§ Records supplied:
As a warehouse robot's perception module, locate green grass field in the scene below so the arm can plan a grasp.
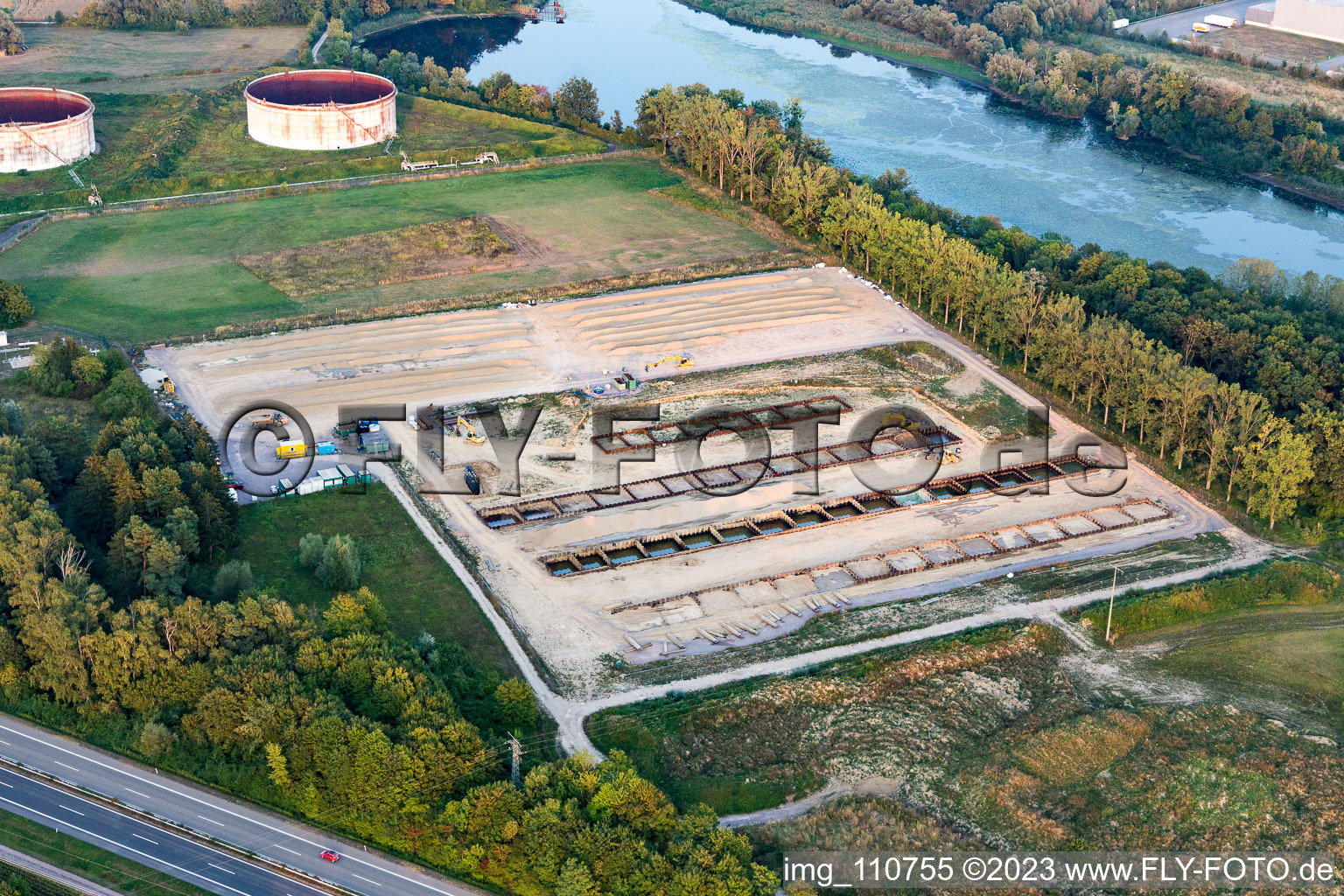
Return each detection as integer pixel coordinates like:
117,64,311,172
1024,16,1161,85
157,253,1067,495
0,91,604,211
0,811,214,896
226,484,517,677
1124,603,1344,733
4,158,777,341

§ Exercise objective: State how many lines of the records contain the word "below". Give only the number.

§ Task response: 1